• [Brief] Extract each record and reproduce it exactly.

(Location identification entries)
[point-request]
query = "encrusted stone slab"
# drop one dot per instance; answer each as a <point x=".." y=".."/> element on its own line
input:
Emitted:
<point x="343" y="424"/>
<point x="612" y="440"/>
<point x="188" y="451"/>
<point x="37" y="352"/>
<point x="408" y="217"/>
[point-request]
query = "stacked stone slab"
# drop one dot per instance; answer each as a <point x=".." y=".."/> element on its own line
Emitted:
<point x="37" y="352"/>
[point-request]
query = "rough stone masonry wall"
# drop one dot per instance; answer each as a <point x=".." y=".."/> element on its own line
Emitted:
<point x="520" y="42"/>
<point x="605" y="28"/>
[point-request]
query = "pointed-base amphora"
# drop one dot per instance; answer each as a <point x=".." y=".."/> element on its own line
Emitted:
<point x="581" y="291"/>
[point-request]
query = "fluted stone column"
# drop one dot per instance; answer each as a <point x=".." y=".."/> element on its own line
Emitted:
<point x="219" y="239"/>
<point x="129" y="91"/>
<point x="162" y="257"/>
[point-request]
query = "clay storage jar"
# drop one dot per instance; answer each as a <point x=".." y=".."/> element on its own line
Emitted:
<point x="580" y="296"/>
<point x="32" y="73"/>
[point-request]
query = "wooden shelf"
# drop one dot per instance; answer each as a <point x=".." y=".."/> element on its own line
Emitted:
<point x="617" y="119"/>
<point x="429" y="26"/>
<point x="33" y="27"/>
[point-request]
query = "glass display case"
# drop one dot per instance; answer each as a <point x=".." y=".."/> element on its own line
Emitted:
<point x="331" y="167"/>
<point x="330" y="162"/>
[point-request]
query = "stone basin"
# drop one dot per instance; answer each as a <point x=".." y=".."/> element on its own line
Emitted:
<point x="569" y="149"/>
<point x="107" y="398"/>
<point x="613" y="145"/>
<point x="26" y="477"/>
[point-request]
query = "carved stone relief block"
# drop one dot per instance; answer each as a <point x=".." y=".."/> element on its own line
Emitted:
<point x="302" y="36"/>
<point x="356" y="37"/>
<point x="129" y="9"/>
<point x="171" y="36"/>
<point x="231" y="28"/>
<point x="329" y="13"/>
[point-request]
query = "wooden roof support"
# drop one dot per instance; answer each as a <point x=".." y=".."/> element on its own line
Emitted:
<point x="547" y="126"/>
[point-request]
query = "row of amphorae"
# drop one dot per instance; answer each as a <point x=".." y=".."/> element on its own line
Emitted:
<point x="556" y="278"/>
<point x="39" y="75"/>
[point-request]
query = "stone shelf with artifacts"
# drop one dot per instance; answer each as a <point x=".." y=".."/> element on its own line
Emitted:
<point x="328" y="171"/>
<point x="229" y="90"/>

• [Output of the task]
[point-request]
query = "encrusted stone slab"
# drop one dot per instance; answer each as a <point x=".." y=".."/> element on its own line
input:
Emitted:
<point x="343" y="424"/>
<point x="612" y="440"/>
<point x="188" y="451"/>
<point x="37" y="352"/>
<point x="408" y="217"/>
[point-request]
query = "stacked stone slab"
# drop one dot per instance; answer each as a <point x=".." y=".."/> element on its own line
Emitted:
<point x="37" y="352"/>
[point-request]
query = "rough stone masonry wall"
# drop one dot per instance; answer each as a <point x=".." y=".."/> element on its own line
Emitted:
<point x="520" y="42"/>
<point x="605" y="28"/>
[point-request]
query = "pointed-base amphora"
# drop one dot per instance; answer each as a <point x=".." y=".."/> element on its own line
Emitted:
<point x="581" y="291"/>
[point-request]
query = "fluted stone column"
# drop one dot per instance; answer each as a <point x=".." y=".."/> element on its own line
Emitted:
<point x="219" y="239"/>
<point x="129" y="91"/>
<point x="162" y="257"/>
[point-request]
query = "clay storage jar"
# drop one dot per instance; answer each as a <point x=".." y=".."/> element on its own line
Emitted:
<point x="580" y="296"/>
<point x="32" y="73"/>
[point-request]
query = "wooden shelf"
# drop one dot per instance; answer each as a <point x=".." y=".."/> element on its own line
Emitted:
<point x="617" y="119"/>
<point x="429" y="26"/>
<point x="33" y="27"/>
[point-request]
query = "glass display case"
# drop one dot per instance; answer each as a <point x=".." y=".."/> element on its own line
Emitted:
<point x="331" y="167"/>
<point x="330" y="162"/>
[point-request]
query = "stone basin"
# drop one dot per instance; answer each as a <point x=".." y=".."/> element on its own line
Emitted:
<point x="569" y="149"/>
<point x="107" y="398"/>
<point x="613" y="145"/>
<point x="26" y="477"/>
[point-request]
query = "carved stone relief block"
# drop one dot per instance; answer each as a <point x=".." y=".."/> element on its own line
Emitted:
<point x="302" y="36"/>
<point x="356" y="37"/>
<point x="129" y="9"/>
<point x="171" y="36"/>
<point x="231" y="28"/>
<point x="329" y="13"/>
[point-request]
query = "wooden roof support"
# drop one dot per instance; answer each as a <point x=".." y=".."/> element on its own line
Emitted:
<point x="547" y="126"/>
[point-request]
query = "row of amphorae"
# drop one dot per instance; answer each as a <point x=".." y=".."/> element on its own line
Emitted:
<point x="556" y="278"/>
<point x="39" y="75"/>
[point-request]
query = "stone shelf with artifacts"
# drop one dot per instance; answer each as a <point x=".." y=".."/> element on its own line
Emitted:
<point x="328" y="171"/>
<point x="229" y="90"/>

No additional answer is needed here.